== PASSAGE FOURNI ==

Bien sûr il y a les anges, l'étoile qui guide les mages, des hommes avertis en songe. Ce sont là des témoignages de la souveraineté du Dieu créateur. A la fois du très étonnant et pourtant dans l'ensemble, une grande simplicité.
Surtout si l'on compare avec d'autres récits de l'Antiquité qui nous parlent de héros, de personnages importants. Ils ont une enfance grandiose, le spectaculaire est au rendez-vous. Un peu comme, plus tard, dans certains évangiles apocryphes.
Mais la profondeur biblique est tout autre. A peine quelques lignes, quelques paragraphes, et encore, seulement chez Matthieu et Luc. Ensuite, trente ans de silence. Ou presque.
En effet nous n'avons concernant les trente premières années de la vie de Jésus (en tout il a vécu environ 33 ans !) - les récits de la nativité mis à part - qu'un texte, en Luc 2. Jésus a 12 ans et se trouve dans le Temple, à Jérusalem. Episode bien connu, illustré dans toutes les Bibles d'enfants, mais surtout récit qui contient en germe toute la vie, tout le ministère de Jésus le Christ, le Messie attendu depuis des siècles.

Je vous propose maintenant de nous arrêter quelques instants sur cet événement. Joseph et Marie ont l'habitude d'aller chaque année à Jérusalem pour la fête de la Pâque. Et voilà que, quand Jésus a 12 ans, tous les trois y montent ensemble.
Je ne sais pas si vous y avez déjà fait attention, mais le thème de la montée à Jérusalem est au cœur de tout le ministère de Jésus durant les trois années qu'il passe à parcourir la Galilée, la Samarie puis la Judée. Les trois dernières années de sa vie ; celles dont nous parlent assez longuement les textes bibliques.
Tout l'évangile est comme la préparation, la maturation de la montée du Messie, à la fin de sa vie, dans cette grande ville. Ce sera à nouveau pour la fête de la Pâque et le dernier repas qu'il prendra avec ses disciples sera le repas pascal.

===
== INFORMATIONS EXTRAITES ==

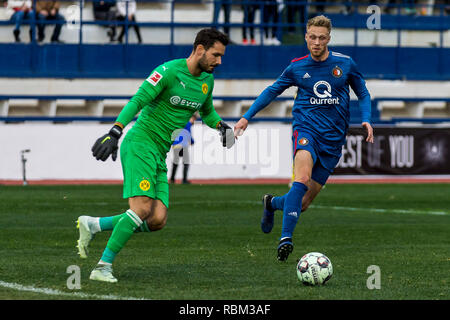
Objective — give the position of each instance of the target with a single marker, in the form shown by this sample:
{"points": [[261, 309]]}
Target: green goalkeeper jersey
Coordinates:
{"points": [[167, 99]]}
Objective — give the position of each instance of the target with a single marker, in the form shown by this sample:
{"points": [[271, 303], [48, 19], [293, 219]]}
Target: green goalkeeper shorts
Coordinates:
{"points": [[144, 171]]}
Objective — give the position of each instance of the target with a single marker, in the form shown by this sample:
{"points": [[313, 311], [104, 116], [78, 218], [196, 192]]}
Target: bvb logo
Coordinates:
{"points": [[204, 88], [144, 185]]}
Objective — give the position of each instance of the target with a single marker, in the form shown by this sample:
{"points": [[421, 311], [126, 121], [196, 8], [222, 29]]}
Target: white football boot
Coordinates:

===

TÂCHES DEMANDÉES:
1. Extrayez du passage sur l'enfance de Jésus le segment allant de « Surtout si l'on » jusqu'à « certains évangiles apocryphes. ».
2. Relevez toutes les villes et régions nommées dans le passage sur l'enfance de Jésus.
3. Donnez la suite du passage sur l'enfance de Jésus, après sa dernière phrase.

RÉPONSES PAR TÂCHE:
1.
Surtout si l'on compare avec d'autres récits de l'Antiquité qui nous parlent de héros, de personnages importants. Ils ont une enfance grandiose, le spectaculaire est au rendez-vous. Un peu comme, plus tard, dans certains évangiles apocryphes.

2. Jérusalem, Galilée, Samarie, Judée

3.
Mais maintenant Jésus a 12 ans. Et comme les Juifs fidèles à la loi de Moise il monte à Jérusalem pour faire mémoire de la sortie d'Egypte, de la libération de l'esclavage.
La fête se déroule, elle dure sept jours et, quand les jours furent accomplis, dit le texte, (le terme est plus fort que les traductions disant "écoulés" ou "quand la fête fut terminée") - là ce n'est pas encore "tout" qui est accompli, comme ce sera le cas quelques années plus tard, mais seulement les jours de la fête - les pèlerins quittent la ville et rentrent chez eux. C'est ce que font Joseph et Marie, pensant que leur enfant est aussi quelque part dans le groupe. On remarque au passage qu'ils lui accordent une belle confiance et une certaine indépendance.

Mais voilà que Jésus ne les a pas suivis. Après une bonne journée de marche ils commencent à le chercher parmi leur parenté ou leurs connaissances. Il ne s'y trouve pas, alors, anxieux, ils rebroussent chemin et retournent à Jérusalem. Ce n'est que le troisième jour - le troisième jour ! - qu'ils le retrouvent, assis dans le Temple.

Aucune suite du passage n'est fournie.